Quelques remarques après le coup d'État manqué de la nuit du 15 au 16 juillet 2016
Nota bene : Le resetting de l'État turc occasionné par ce coup d'État ne fait pas l'objet de cette note. Il est un peu tôt pour en prendre l'exacte mesure.
Alors que l'on recherche encore des membres du commando qui a tenté dans la nuit du 15 au 16 juillet de prendre d'assaut l'hôtel de Marmaris où ne se trouvait plus le président de la République, alors que des affrontements sporadiques se poursuivent (à Trabzon, 3 policiers tués le 19/07 vers 12h.), alors que le bilan exact, humain (1) et matériel, n'est pas encore tout à fait connu, alors que les mises en garde à vue se poursuivent, alors que ceux qui ont vécu les événements à Ankara et Istanbul sont encore sous le choc et que l'AKP continue à demander à ses sympathisants de veiller chaque nuit en investissant les espaces publics, qu'il nous soit permis ici de synthétiser quelques-unes des analyses les plus éclairantes lues jusqu'alors (2).
Avant cela quelques précisions factuelles sur la chronologie des événements. Le coup d'État, qui était programmé pour le 16 juillet à 3 heures du matin, a été lancé plus tôt dans la précipitation, le 15 à 21 h (avec l'arrestation du chef d'État-major, de son adjoint et du chef de l'armée de terre) en raison des fuites. En effet les Renseignements turcs (MIT) semblent avoir été informés de l'imminence d'un coup d'État le 15 à 16h (d'après, entre autres sources, Abdülkadir Selvi). Aussitôt alerté, le chef du MIT a prévenu d'abord le chef d'État-major l'Orgeneral (4 étoiles, voir le tableau ci-dessous pour les titres de la haute hiérarchie militaire) Hulusi Akar, puis le chef adjoint l'Orgeneral Yaşar Güler. À 18h une réunion secrète s'est tenue à l'État-major général des armées turques à l'initiative du chef des Renseignements pour mettre en place la réplique. À l'issue de cette réunion, dès 18h30 des instructions sont envoyées à toutes les forces armées turques en vue de fermer l'espace aérien turc, d'interdire tout vol d'avion militaire et tout mouvement de troupes et de tanks au sol. En outre, des instructions spéciales sont données pour surveiller le QG de l'armée de l'air, principal foyer des félons. Jusque-là le pouvoir politique ne parait pas au fait de ce qui se trame. Mais l'échec du futur coup d'État est déjà certain, compte tenu de la position loyale prise d'emblée par le chef d'État-major, son second et le chef de l'armée de terre. Donc plus que tout autre facteur, c'est le non ralliement aux putschistes des principaux responsables des forces armées qui a tué dans l'œuf le « soulèvement (3) ». Et le message posté sur le site de l'État-major à 23h20 comme le texte lu à 23h50 à la radio-télévision d'État (TRT), sont des initiatives « pirates (4) » qui ne reflétaient pas la position des plus hautes autorités militaires.
Alireza Kazeri, Iran
1. Quels sont les auteurs du putsch ?

--

Travail demandé
**1.** D'après le texte sur le coup d'État manqué en Turquie, pour quel jour et quelle heure le coup d'État avait-il été programmé à l'origine ?
**2.** Poursuivez le texte sur le coup d'État manqué en Turquie après sa dernière phrase.

--

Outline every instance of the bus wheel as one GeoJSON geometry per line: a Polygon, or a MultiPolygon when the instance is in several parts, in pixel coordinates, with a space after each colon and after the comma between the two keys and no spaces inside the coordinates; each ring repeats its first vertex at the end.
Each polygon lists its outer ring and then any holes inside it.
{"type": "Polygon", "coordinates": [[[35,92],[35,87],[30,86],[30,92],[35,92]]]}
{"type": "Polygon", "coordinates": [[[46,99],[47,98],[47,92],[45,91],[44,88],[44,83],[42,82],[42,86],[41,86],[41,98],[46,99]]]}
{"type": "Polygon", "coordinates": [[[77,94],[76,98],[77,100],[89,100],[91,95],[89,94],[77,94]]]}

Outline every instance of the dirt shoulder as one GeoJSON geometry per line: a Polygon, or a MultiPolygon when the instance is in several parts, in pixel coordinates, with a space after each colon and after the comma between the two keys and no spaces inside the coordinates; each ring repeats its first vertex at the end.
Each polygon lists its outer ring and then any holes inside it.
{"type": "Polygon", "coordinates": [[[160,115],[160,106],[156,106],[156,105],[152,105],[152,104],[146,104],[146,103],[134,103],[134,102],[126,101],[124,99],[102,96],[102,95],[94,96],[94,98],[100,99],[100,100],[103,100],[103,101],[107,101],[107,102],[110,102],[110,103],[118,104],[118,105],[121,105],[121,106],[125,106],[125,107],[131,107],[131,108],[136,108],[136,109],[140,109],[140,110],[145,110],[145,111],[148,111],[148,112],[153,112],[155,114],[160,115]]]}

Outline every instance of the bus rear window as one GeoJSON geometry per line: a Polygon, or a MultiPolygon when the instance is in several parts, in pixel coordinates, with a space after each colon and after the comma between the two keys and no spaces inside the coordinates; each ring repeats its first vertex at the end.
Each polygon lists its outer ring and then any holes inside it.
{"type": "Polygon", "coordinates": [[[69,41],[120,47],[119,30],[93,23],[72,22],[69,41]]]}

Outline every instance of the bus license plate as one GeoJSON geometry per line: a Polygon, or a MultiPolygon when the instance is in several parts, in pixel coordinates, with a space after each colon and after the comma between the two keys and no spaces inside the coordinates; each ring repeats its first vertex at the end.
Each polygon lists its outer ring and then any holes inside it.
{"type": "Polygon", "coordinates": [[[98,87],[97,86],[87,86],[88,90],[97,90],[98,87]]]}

--

Corrigé
**1.** Pour le 16 juillet à 3 heures du matin.

**2.**
Metin Gürcan dans son article du 17 juillet distingue trois groupes qui auraient conclu une alliance - très fragile selon Ahmet Şik - pour organiser ce putsch.
- Des officiers sympathisants de Fethullah Gülen (5), dont le processus de radicalisation - pour se lancer dans cette « opération-kamikaze » (selon l'expression de Gürcan) - reste à expliquer. À ce sujet rappelons que dès 2009 un ancien officier du renseignement militaire avait alerté l'opinion publique sur l'existence de ces éléments au sein de l'armée de l'air notamment (cf. Ahmet Hakan, Hürriyet, 19 07 2016, p. 4). Et qu'un précédent chef d'État-major entre août 2008 et août 2010, Ilker Başbug, avait tenté d'attirer l'attention de Recep Tayyip Erdogan sur ce qu'il considérait comme une sérieuse menace.
- Des officiers non partisans avérés de F. Gülen, mais à la sensibilité laïque extrême et farouchement opposés au gouvernement.
- Des officiers engagés dans cette aventure par calcul, pour leur carrière militaire personnelle. Sachant que le système pyramidal de distribution de privilèges de l'institution militaire peut nourrir des ambitions très matérielles, nourrir les aigreurs et aiguiser les rivalités. La vague d'épurations annoncée à l'occasion de la Haute Assemblée Militaire (YAŞ) annuelle prévue du 1er au 4 août 2016 a aussi peut-être suscité quelques craintes chez ceux soupçonnés de ne pas être très fidèles au pouvoir civil. Pour Gürcan, les motivations idéologiques des putschistes sont mêlées. Il suffit pour cela de lire le texte officiel lu à la radio-télévision et posté clandestinement sur le site de l'État-major : on n'y trouve que l'expression stéréotypée d'une vague idéologie kémaliste, étatiste, nationaliste, laïque et universaliste à la fois (6). Ce texte en soi a quelque chose de « hors-sol ».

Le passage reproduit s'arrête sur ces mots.